→ Work order
Each line below is to be copied out exactly, and none may be omitted.

→ Records provided
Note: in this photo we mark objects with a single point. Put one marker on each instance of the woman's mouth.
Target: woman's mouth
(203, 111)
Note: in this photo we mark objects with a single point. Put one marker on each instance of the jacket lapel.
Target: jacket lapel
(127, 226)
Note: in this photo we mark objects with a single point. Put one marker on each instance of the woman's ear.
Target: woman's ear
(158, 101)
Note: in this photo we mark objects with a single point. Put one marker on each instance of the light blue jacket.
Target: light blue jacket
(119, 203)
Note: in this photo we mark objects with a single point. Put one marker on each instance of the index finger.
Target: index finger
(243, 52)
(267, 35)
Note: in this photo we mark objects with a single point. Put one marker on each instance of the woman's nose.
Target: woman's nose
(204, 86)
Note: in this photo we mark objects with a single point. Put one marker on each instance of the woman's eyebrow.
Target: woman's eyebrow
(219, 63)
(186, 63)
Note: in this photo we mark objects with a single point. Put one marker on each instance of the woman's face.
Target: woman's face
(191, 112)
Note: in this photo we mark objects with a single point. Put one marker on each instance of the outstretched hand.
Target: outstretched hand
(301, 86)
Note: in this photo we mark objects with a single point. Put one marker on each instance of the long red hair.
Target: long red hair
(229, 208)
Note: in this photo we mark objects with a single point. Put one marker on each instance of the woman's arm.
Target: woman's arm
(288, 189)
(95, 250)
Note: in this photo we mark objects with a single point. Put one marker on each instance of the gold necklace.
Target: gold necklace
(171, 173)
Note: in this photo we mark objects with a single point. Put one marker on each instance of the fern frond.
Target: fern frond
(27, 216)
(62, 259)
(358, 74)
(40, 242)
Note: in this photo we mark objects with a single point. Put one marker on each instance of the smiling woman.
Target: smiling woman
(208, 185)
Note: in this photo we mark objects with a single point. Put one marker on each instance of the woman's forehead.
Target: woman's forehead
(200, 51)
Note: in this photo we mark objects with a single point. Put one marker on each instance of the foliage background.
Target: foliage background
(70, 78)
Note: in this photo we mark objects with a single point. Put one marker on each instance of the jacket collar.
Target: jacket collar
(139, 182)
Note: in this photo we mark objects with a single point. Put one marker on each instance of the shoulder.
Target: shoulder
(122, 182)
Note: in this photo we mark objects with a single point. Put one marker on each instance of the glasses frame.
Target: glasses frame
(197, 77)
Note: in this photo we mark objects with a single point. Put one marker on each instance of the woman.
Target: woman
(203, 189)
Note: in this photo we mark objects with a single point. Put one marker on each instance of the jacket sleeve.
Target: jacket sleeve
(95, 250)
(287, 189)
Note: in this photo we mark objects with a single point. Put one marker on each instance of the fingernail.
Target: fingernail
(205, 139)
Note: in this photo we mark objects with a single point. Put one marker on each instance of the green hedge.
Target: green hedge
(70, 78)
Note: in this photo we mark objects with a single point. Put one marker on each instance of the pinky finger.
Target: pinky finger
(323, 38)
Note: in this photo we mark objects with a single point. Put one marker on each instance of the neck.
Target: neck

→ Task output
Note: in this photo we mark objects with a single point. Put one marker on each instance of the woman's mouth.
Target: woman's mouth
(203, 111)
Note: in this photo we mark objects with a single point. Put one marker on each instance of the jacket lapel.
Target: jacket lapel
(127, 226)
Note: in this photo we mark objects with a single point. Put one marker on each instance of the woman's ear.
Target: woman's ear
(158, 101)
Note: in this photo we mark objects with a single point. Put one marker on each instance of the light blue jacket.
Target: light blue jacket
(119, 203)
Note: in this photo we mark objects with a single point. Put one marker on each instance of the index finger.
Target: index finger
(243, 52)
(267, 35)
Note: in this photo we mark objects with a single point. Put one marker on each instance of the woman's nose.
Target: woman's nose
(204, 86)
Note: in this photo we mark objects with a single point. Put one marker on each instance of the woman's eyebrow.
Target: woman's eyebrow
(219, 63)
(186, 63)
Note: in this photo we mark objects with a single point. Put one marker on each instance of the woman's face.
Target: woman's face
(191, 112)
Note: in this photo we mark objects with a single point. Put one marker on each instance of the outstretched hand.
Target: outstretched hand
(301, 86)
Note: in this photo we mark objects with a single point. Put one marker on each instance of the long red hair.
Target: long red hair
(229, 208)
Note: in this photo we mark objects with a single point. Put one marker on each instance of the woman's arm.
Target: woman's arm
(288, 189)
(95, 250)
Note: in this photo we mark objects with a single point. Put one marker on each instance of the gold necklace.
Target: gold necklace
(171, 173)
Note: in this photo we mark objects with a single point. Put one marker on each instance of the fern frond.
Target: fern frond
(27, 216)
(62, 259)
(358, 74)
(40, 242)
Note: in this photo we mark objects with a single point. Put one marker on each instance of the smiling woman.
Target: smiling woman
(208, 185)
Note: in this photo we mark objects with a single point. Put one marker on each instance of the woman's forehead.
Target: woman's forehead
(200, 51)
Note: in this photo we mark objects with a single point. Put one marker on each instance of the foliage background.
Target: foliage background
(70, 78)
Note: in this photo we mark objects with a single point. Put one marker on each instance of the jacket collar.
Target: jacket collar
(139, 182)
Note: in this photo we mark objects with a single point. Put one marker on each instance of the shoulder.
Target: shoulder
(122, 182)
Note: in this photo we mark objects with a single point. Put one marker on each instance of the glasses frame.
Target: glasses frame
(197, 77)
Note: in this photo we mark objects with a single point. Put one marker on each instance of the woman.
Target: woman
(203, 189)
Note: in this photo we mark objects with a single point. Put one marker on each instance of the jacket sleeve.
Target: jacket sleeve
(95, 250)
(287, 189)
Note: in this photo we mark objects with a single point. Put one marker on each instance of the fingernail.
Target: fingernail
(205, 139)
Note: in this photo we mark objects with a single point. Put one marker on each instance of the green hedge.
Target: green hedge
(70, 78)
Note: in this photo we mark objects with a single point. Put one marker on each instance of the pinky finger.
Target: pinky finger
(323, 38)
Note: in this photo we mark objects with a single point. Put one marker on each instance of the neck.
Target: neck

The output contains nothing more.